• **What is expected**
Give back all of the data exactly as written.

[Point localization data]
^^^^^^^^

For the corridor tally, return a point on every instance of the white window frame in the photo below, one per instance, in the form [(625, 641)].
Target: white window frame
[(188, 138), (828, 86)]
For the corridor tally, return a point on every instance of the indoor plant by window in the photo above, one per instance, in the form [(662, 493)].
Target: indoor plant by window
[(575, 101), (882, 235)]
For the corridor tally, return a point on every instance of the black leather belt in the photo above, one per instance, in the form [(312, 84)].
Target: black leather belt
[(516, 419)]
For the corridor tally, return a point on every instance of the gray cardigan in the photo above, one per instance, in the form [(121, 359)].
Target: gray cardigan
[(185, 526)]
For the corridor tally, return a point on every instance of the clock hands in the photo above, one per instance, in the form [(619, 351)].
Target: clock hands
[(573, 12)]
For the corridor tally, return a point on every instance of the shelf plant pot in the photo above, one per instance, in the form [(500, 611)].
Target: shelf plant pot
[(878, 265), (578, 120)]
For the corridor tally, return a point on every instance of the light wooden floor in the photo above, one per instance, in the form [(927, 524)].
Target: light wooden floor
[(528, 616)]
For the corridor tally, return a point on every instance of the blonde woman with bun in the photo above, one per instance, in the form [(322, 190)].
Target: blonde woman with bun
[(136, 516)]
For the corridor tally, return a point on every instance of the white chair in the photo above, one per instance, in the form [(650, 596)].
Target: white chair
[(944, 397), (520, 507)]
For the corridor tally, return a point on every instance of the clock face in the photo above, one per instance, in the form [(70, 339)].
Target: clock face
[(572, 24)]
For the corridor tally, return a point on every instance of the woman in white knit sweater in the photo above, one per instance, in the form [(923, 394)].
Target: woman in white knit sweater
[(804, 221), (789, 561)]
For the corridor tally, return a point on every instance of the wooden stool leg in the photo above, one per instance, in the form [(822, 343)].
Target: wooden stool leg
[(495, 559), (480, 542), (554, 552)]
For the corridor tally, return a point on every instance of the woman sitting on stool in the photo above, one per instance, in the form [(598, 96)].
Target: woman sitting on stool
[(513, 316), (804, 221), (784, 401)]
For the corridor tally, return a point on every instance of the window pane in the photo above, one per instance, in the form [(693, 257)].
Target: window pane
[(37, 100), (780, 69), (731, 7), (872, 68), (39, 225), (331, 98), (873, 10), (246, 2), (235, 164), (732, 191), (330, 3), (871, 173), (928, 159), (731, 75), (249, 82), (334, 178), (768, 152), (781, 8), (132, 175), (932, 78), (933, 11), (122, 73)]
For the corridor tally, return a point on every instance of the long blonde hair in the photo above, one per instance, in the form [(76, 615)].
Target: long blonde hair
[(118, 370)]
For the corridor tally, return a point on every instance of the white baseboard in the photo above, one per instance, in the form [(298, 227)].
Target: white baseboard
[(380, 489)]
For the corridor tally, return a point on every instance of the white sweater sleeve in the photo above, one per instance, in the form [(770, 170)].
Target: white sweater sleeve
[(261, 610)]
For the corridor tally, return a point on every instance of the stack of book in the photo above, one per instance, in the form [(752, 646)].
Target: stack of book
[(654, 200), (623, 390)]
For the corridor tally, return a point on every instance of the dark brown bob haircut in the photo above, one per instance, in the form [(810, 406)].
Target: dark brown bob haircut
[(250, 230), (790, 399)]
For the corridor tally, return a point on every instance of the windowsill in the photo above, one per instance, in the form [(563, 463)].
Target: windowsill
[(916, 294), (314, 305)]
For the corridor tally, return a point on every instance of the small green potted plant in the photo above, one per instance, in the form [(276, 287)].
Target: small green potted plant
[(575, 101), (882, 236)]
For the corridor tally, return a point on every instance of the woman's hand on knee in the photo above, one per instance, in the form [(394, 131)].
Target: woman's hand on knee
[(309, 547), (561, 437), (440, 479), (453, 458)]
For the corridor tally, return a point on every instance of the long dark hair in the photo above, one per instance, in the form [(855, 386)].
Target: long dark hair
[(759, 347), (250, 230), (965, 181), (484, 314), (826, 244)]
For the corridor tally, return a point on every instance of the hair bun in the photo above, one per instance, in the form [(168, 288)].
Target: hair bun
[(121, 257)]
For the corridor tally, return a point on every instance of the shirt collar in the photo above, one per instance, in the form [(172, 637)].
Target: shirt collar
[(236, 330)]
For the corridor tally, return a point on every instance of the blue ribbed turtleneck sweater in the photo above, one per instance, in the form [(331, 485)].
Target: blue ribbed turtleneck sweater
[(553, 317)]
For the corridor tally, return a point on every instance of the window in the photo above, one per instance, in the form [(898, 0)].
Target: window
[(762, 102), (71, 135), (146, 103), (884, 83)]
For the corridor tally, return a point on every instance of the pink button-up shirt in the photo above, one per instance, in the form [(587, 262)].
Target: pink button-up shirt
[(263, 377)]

^^^^^^^^

• **Task output**
For the corridor tally, return a point on every instance of the white window frame in the photo below, one per instance, in the form [(625, 641)].
Target: white window frame
[(188, 138), (828, 86)]
For the corridor tally, return a point on every instance of the indoor plant by window in the photo above, one per instance, in the form [(662, 493)].
Target: indoor plant by window
[(575, 101), (882, 235)]
For the corridor tally, return a point on every instance of the black leather belt in the photo above, one per instance, in the form [(312, 84)].
Target: black leather belt
[(516, 419)]
For the corridor tally, return a point on every instance of the gray cardigan in the photo above, one per instance, in the form [(121, 359)].
Target: gray cardigan
[(185, 526)]
For the corridor tally, return a point on every instance of the clock hands in the photo above, one per instance, in the form [(619, 351)].
Target: clock hands
[(573, 12)]
For the corridor tally, return a point on every instance of the shelf plant pot in the photo above, one per instance, in the form [(500, 611)].
Target: shelf plant pot
[(878, 265), (578, 120)]
For the corridor tally, return a point on every instance of the light wooden floor in the photo above, one per instance, in the form [(927, 524)].
Target: light wooden floor
[(528, 616)]
For the corridor tally, return a point on every instance of the blonde woman with bun in the photo above, one per instance, in the form [(322, 190)].
Target: blonde woman with bun
[(136, 516)]
For the corridor tally, return a point on every instance of the white chair in the photo above, one per instance, in the form [(650, 596)].
Target: white chair
[(944, 397), (520, 507)]
For the corridor tally, return a point on every instance of the clock face in the photo above, one per instance, in the form [(70, 339)].
Target: clock face
[(572, 24)]
For the corridor tally, return a point on every instance of the woman in white knit sweater in the photo above, one per instance, in the form [(923, 394)].
Target: woman in white knit sweater
[(804, 221), (789, 561)]
For the corridor tally, return a point on every instance of the wooden stool leg in the photo above, one per instance, in the form [(822, 343)].
Target: wooden stool leg
[(495, 559), (480, 542), (554, 552)]
For the corridor tally, return a point on every instance of the woman sitting on stool in the photo above, one per instance, in the form [(598, 96)].
Target: woman sitting on stool
[(513, 316), (804, 221), (784, 401)]
For the corridor tally, return a point on every instance of the window pane in the photo above, one per instance, in the form [(693, 257)].
Target: window pane
[(37, 100), (780, 69), (731, 7), (872, 68), (39, 225), (331, 98), (873, 10), (246, 2), (235, 164), (732, 191), (330, 3), (871, 173), (928, 159), (731, 75), (249, 82), (334, 178), (768, 152), (781, 8), (132, 175), (932, 78), (933, 11), (122, 73)]
For the corridor tally, return a point on every instance of the long blonde hair in the photo above, one per instance, in the form [(76, 615)].
Target: long blonde hair
[(118, 370)]
For the corridor tally, return a point on every instance of the white baseboard in the photo above, one per instance, in the form [(298, 227)].
Target: white baseboard
[(380, 489)]
For the corridor tally, return a point on every instance of the white sweater sleeve in the photo above, one per instance, in the form [(770, 170)].
Target: white sweater sleeve
[(261, 610)]
For the corridor tally, return a point on every instance of the stack of book in the photo above, one per instance, in the form [(752, 646)].
Target: stack of book
[(654, 200), (623, 390)]
For the corridor tally, return a point on every instance of the dark brown bob haircut in the photo above, one per instance, in the form [(810, 406)].
Target: dark brown bob haircut
[(250, 230), (790, 399)]
For the corridor tally, return a point on every instance of the windowsill in the photo above, one per instance, in the form [(563, 463)].
Target: windowsill
[(916, 294), (314, 305)]
For the corridor tally, return a point on every instance of the small green potted plant in the photo above, one per instance, in the form [(276, 287)].
Target: small green potted plant
[(575, 101), (882, 236)]
For the corridor tally, return a point on every instance of the woman's hand on knee in the photo above, one per instance, in the form [(394, 131)].
Target: woman's hand on knee
[(309, 547), (561, 437), (440, 479), (453, 458)]
For the corridor tally, return a point on every instance of the long dark hair in the photo above, one per instance, in the form [(855, 386)].
Target: long dark hair
[(759, 347), (250, 230), (965, 181), (484, 314), (826, 244)]
For the corridor tally, return a point on every instance of the hair bun in the photo above, one per instance, in the form [(168, 288)].
Target: hair bun
[(121, 257)]
For the corridor tally, return a point on every instance of the shirt collar in the photo above, one per instance, in the form [(172, 637)].
Target: shirt collar
[(236, 330)]
For the corridor tally, return a point on every instance of the blue ribbed turtleneck sweater in the photo above, one per instance, in the form [(331, 485)].
Target: blue ribbed turtleneck sweater
[(553, 317)]
For the corridor tally, return a point on every instance of the window in the photo above, one per instance, in the form [(898, 0)].
Target: window
[(762, 102), (71, 135), (146, 103), (884, 83)]
For the corridor tally, return a point on every instance of the pink button-up shirt in the photo above, one per instance, in the form [(587, 262)].
Target: pink button-up shirt
[(263, 377)]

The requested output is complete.